Given exercise 1: Copy, word for word, the portion of the FPGA project log that starts with the words containing "Since the problems" and finishes with "of my primitive circuit.".
Given exercise 2: According to the FPGA project log, how did FPGA slice utilization change when the accumulator was reduced from 32-bit size to 31-bit size?

Since the problems I have encountered with waveform distortions at frequencies above 10 MHz occur at DAC output frequencies well below the Nyquist frequency (64 MHz @ 128 MHz sample rate), I am now assuming that they are coming from noise introduced into the DAC clock input line and/or power inputs as a result of my primitive circuit.

I am currently testing VHDL module enhancements for signal sweep.  Hope to publish soon.

UPDATE 16 MARCH 2014:  Added new zip file (DDSFGen4FPGA.zip) containing all modules currently implemented and tested on hardware. These files are submitted as open source under GPL license and can be used to create an FPGA project in Xylinx Project Navigator. Also included is the binary compilation (config.bin) of the current development state.  This binary can be copied to an SD card and loaded directly into the Elektor FPGA board.  For pin connections between the Elektor FPGA board and the external push buttons and DAC, see the Top.ucf file.  Please note that if you create a project in Xylinx Project Navigator using these files, the compilation time can take up to 2 hours, primarily due to the large LUT array.

Module enhancements for signal sweep are still under construction.

UPDATE 23 MARCH 2014: I managed to get signal sweep enhancement to work (screenshots uploaded), but only with the waveform LUT array reduced to sine wave only.  When I attempt to implement with the full 4-waveform array, the FPGA resources are exhausted and the circuit does not fit into the FPGA.  I tried reducing the LUT to 3 waveforms (sine, sawtooth and triange) and program square wave using if-else statements. Also tried removing reset button logic and also maximum resolution button logic, also reduced input arrays accordingly, but none of these measures reduced resource usage enough to get the circuit to fit into the FPGA.  It looks like I will have to abondon the signal sweep option, or perhaps resolve by using alternative programm versions. For now I will pass over this issue and move on to next issue (add LCD module).

UPDATE 26 MARCH 2014: I have solved the resource usage problem. My original design was set up with a 32-bit size accumulator, which I reduced to 31-bit size somewhere during my attempts to get the circuit to run on the hardware.  Back-tracking, I found that simply reducing the accumulator from 32-bit size to 31-bit size caused the FPGA slice utilization to jump from 61% up to 99%.  I am guessing that this, for me rather surprising, behaviour is related to the "powers of 2" VHDL mathematics which I am unaccustomed to and which has caused me unending hours of rework action right from the beginning of this project.  In any case, I have now set the accumulator back to 32-bit size.  The circuit still works on the hardware, and the FPGA is back down to "only" 64% slice utilization.  That should give me enough free resources to complete the design, including signal sweep functionality. :)  Lesson learned: avoid non-"power of 2" sized vectors whenever feasible. ;)

Data lines:
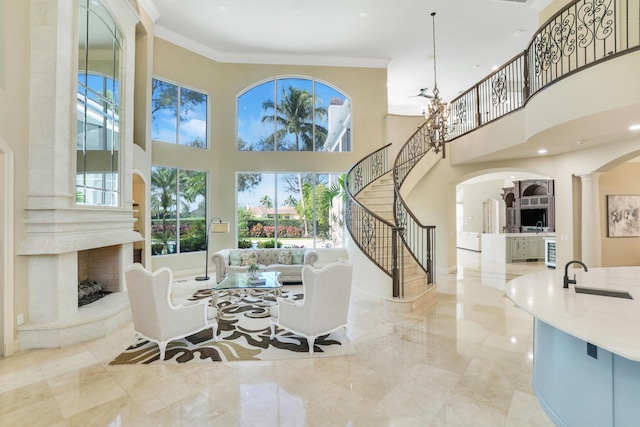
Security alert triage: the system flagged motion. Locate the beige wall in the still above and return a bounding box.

Task result 1:
Since the problems I have encountered with waveform distortions at frequencies above 10 MHz occur at DAC output frequencies well below the Nyquist frequency (64 MHz @ 128 MHz sample rate), I am now assuming that they are coming from noise introduced into the DAC clock input line and/or power inputs as a result of my primitive circuit.

Task result 2: It jumped from 61% up to 99%.